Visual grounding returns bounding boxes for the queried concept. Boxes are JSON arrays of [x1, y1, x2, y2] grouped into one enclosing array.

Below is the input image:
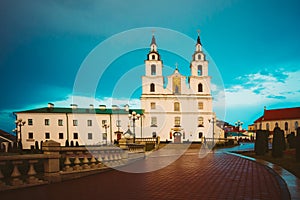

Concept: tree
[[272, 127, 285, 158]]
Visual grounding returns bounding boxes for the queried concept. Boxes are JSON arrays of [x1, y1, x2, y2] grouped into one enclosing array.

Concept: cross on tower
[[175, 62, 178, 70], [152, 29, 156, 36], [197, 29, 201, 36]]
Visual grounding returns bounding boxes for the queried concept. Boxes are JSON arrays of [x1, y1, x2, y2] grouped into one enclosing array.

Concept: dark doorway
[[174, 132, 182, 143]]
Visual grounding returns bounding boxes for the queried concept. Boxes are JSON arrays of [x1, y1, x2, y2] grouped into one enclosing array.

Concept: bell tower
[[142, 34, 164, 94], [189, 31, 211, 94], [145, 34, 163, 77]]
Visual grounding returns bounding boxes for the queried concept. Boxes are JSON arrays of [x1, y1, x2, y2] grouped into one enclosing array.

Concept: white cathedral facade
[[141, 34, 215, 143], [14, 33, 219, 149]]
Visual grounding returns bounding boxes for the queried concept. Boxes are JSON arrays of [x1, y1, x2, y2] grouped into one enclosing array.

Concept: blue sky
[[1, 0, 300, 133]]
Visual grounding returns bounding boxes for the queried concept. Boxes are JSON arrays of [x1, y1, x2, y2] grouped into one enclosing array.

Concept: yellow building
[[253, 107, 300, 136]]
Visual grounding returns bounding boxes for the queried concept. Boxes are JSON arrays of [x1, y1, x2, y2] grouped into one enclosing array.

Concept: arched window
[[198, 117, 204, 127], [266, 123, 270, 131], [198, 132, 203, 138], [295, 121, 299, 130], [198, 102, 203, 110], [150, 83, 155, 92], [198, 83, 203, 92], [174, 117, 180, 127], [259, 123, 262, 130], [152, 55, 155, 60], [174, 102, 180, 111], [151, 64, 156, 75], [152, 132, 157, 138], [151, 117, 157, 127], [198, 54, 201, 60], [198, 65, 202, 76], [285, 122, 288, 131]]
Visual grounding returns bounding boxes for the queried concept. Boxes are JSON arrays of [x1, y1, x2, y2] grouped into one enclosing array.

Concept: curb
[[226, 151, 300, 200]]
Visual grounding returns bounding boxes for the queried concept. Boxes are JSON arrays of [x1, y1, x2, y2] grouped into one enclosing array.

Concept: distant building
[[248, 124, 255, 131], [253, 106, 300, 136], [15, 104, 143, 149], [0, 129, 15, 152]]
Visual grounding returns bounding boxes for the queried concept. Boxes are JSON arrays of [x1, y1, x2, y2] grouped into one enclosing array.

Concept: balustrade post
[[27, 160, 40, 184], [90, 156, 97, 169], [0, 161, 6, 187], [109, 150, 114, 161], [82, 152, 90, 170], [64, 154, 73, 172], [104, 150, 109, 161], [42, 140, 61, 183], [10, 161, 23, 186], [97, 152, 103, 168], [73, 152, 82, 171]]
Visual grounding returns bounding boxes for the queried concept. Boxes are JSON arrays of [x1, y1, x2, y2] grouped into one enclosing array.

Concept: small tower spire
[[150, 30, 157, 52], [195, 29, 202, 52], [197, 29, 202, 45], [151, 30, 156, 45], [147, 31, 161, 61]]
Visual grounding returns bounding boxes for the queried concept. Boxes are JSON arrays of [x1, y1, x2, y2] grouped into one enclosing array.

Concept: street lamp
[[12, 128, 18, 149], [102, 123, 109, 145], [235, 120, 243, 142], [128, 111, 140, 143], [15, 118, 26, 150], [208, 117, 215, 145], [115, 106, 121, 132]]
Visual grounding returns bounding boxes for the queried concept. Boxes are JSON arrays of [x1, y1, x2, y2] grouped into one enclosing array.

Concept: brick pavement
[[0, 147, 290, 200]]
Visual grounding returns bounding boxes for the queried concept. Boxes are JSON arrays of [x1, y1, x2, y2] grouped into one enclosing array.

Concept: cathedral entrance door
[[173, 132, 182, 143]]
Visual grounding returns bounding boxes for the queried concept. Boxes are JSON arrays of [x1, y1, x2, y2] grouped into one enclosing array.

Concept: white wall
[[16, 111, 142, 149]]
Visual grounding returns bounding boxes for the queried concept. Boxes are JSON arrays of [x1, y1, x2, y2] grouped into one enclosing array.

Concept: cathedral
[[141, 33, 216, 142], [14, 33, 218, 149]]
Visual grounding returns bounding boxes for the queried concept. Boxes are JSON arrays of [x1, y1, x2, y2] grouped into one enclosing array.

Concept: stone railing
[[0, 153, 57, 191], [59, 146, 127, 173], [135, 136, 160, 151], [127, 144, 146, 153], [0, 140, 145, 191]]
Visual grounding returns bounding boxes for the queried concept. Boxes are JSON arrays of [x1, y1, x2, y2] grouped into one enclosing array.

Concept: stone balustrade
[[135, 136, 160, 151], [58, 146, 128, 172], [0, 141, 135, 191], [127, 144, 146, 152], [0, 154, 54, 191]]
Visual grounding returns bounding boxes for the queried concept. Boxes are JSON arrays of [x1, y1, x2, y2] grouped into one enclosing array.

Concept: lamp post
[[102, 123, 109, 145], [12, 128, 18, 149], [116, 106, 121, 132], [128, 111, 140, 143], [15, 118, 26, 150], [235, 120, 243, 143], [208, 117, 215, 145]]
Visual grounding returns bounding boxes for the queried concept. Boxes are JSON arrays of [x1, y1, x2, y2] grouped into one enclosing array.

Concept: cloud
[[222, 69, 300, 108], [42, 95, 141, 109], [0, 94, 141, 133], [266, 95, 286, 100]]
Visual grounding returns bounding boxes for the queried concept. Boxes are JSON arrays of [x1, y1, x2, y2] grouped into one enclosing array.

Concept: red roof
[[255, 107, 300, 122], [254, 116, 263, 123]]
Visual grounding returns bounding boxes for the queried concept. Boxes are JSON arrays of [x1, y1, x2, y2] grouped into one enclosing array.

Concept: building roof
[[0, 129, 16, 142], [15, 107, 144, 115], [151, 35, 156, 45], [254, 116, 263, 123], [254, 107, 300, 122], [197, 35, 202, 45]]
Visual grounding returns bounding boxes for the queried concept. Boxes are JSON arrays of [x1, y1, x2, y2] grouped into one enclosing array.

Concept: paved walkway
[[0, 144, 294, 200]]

****

Using the material above, return every line exactly as it appears, minus the pictures.

# [TASK OUTPUT]
Visual grounding returns bounding boxes for the queried concept. Boxes are JSON arrays of [x1, y1, x2, y2] grouped into one enclosing array.

Below is the input image:

Concept: tree
[[272, 127, 285, 158]]
Visual grounding returns bounding boxes for the queried concept. Boxes are JSON arrays of [x1, y1, x2, y2] grouped into one enclosing array.

Concept: cross on tower
[[175, 62, 178, 70], [152, 29, 156, 36], [197, 29, 201, 36]]
Visual grounding returns bounding boxes for the queried concept. Boxes are JSON arrays of [x1, y1, x2, y2] grouped into one enclosing array.

Concept: dark doorway
[[174, 132, 182, 143]]
Visual grounding returns bounding boxes for the queried concept. Boxes are JSON arrays of [x1, y1, x2, y2] grouped into one enclosing array.

Concept: bell tower
[[142, 34, 164, 94], [189, 31, 211, 94], [145, 34, 163, 77]]
Visual grounding returns bounding boxes for the queried concept. Boxes are JSON arrays of [x1, y1, x2, y2] grouped into one enclosing array.

Concept: white cathedral facade
[[141, 34, 215, 143], [14, 33, 219, 149]]
Visual grounding returns bounding boxes for the queried concept. Boxes are JSON arrays of [x1, y1, x2, y2] grouped into one enclosing array.

Concept: blue sky
[[1, 0, 300, 133]]
Visual grounding returns bounding boxes for the queried concept. Boxes are JSON arrays of [x1, y1, x2, y2] grouped into one enclosing array.

Concept: yellow building
[[253, 107, 300, 136]]
Visual grounding returns bounding boxes for the queried concept. Boxes are JSON arrays of [x1, y1, x2, y2] grouped into one enclosing array.

Concept: arched window
[[198, 117, 204, 127], [266, 123, 270, 131], [198, 132, 203, 138], [295, 121, 299, 130], [198, 102, 203, 110], [150, 83, 155, 92], [198, 83, 203, 92], [174, 117, 180, 127], [259, 123, 262, 130], [152, 55, 155, 60], [174, 102, 180, 111], [151, 64, 156, 75], [152, 132, 157, 138], [151, 117, 157, 127], [198, 54, 201, 60], [198, 65, 202, 76], [285, 122, 288, 131]]
Visual grounding returns bounding boxes for the queried concept. Boxes are JSON arrays of [x1, y1, x2, y2] grouped into one enclosing array.

Concept: curb
[[226, 151, 300, 200]]
Visual grounding returns bounding boxes for the queried concept. Boxes are JSON arrays of [x1, y1, x2, y2] grouped into one enclosing array.

Concept: distant building
[[248, 124, 255, 131], [253, 106, 300, 136], [15, 104, 143, 149], [0, 129, 15, 152]]
Visual grounding returns bounding boxes for the queried concept. Boxes are JSON arrays of [x1, y1, x2, y2] grouped into one enclosing array.

Concept: balustrade post
[[27, 160, 40, 184], [90, 156, 97, 169], [0, 161, 6, 187], [109, 150, 114, 161], [82, 152, 90, 170], [64, 154, 73, 172], [104, 150, 109, 161], [42, 140, 61, 183], [10, 161, 23, 186], [97, 152, 103, 168], [73, 152, 82, 171]]
Visual grounding returns bounding boxes for the queried concept. Boxes are JSON arrays of [x1, y1, x2, y2] grouped into one enclosing array.

Concept: small tower spire
[[150, 30, 157, 52], [195, 29, 202, 52], [197, 29, 202, 45], [151, 30, 156, 45], [147, 31, 161, 61]]
Visual grounding returns bounding boxes for the queried concept. Boxes are JSON arrays of [x1, y1, x2, y2] grouped into one enclosing array.

Concept: street lamp
[[12, 128, 18, 149], [102, 123, 109, 145], [235, 120, 243, 142], [128, 111, 140, 143], [15, 118, 26, 150], [208, 117, 215, 145], [115, 106, 121, 132]]
Visual grounding returns bounding boxes for the queried concept. Boxes are JSON arrays of [x1, y1, x2, y2] grouped into one enclosing array.

Concept: brick pavement
[[0, 147, 290, 200]]
Visual grounding returns bounding boxes for the queried concept. Boxes are JSON arrays of [x1, y1, x2, y2] grouped into one enclosing array.

Concept: cathedral entrance door
[[173, 132, 182, 143]]
Visual grounding returns bounding boxes for the queried concept. Boxes are JSON arrays of [x1, y1, x2, y2] grouped into one enclosing array.

Concept: white wall
[[16, 111, 142, 149]]
Visual grounding returns bounding boxes for the queried concept. Boxes are JSON arrays of [x1, y1, x2, y2] grouped into one enclosing array.

Concept: cathedral
[[141, 33, 216, 142], [14, 33, 218, 149]]
Visual grounding returns bounding boxes for the queried concept. Boxes are JSON arrays of [x1, y1, x2, y2] grouped into one enclosing array.

Concept: stone railing
[[0, 153, 57, 191], [59, 146, 127, 173], [135, 136, 160, 151], [127, 144, 146, 153], [0, 140, 145, 191]]
Visual grounding returns bounding boxes for the queried concept. Boxes are JSON arrays of [x1, y1, x2, y2] grouped into one enclosing array.

Concept: stone balustrade
[[135, 136, 160, 151], [58, 146, 128, 172], [0, 141, 135, 191], [127, 144, 146, 152], [0, 154, 54, 191]]
Visual grounding returns bounding boxes for the queried concept. Boxes are JSON arrays of [x1, y1, x2, y2] grouped into one enclosing array.

Concept: lamp post
[[102, 123, 109, 145], [12, 128, 18, 149], [116, 106, 121, 132], [128, 111, 140, 143], [15, 118, 26, 150], [235, 120, 243, 143], [208, 117, 215, 145]]
Visual grounding returns bounding boxes for the queried concept. Boxes are JSON arrays of [x1, y1, x2, y2] grouped into one enclosing array.

Concept: cloud
[[222, 69, 300, 108], [42, 95, 141, 109], [0, 94, 141, 133], [266, 95, 286, 100]]
Visual grounding returns bounding boxes for the queried concept. Boxes are JSON arrays of [x1, y1, x2, y2] grouped into one enclosing array.

Concept: red roof
[[255, 107, 300, 122], [254, 116, 263, 123]]
Visual grounding returns bounding boxes for the queried concept. Boxes are JSON arrays of [x1, y1, x2, y2] grouped into one enclosing array.

Concept: building roof
[[0, 129, 16, 142], [15, 107, 144, 115], [151, 35, 156, 45], [254, 116, 263, 123], [254, 107, 300, 122], [197, 35, 202, 45]]
Visual grounding returns bounding boxes for the queried concept. Boxes are JSON arrays of [x1, y1, x2, y2] grouped into one enclosing array.

Concept: paved walkway
[[0, 144, 294, 200]]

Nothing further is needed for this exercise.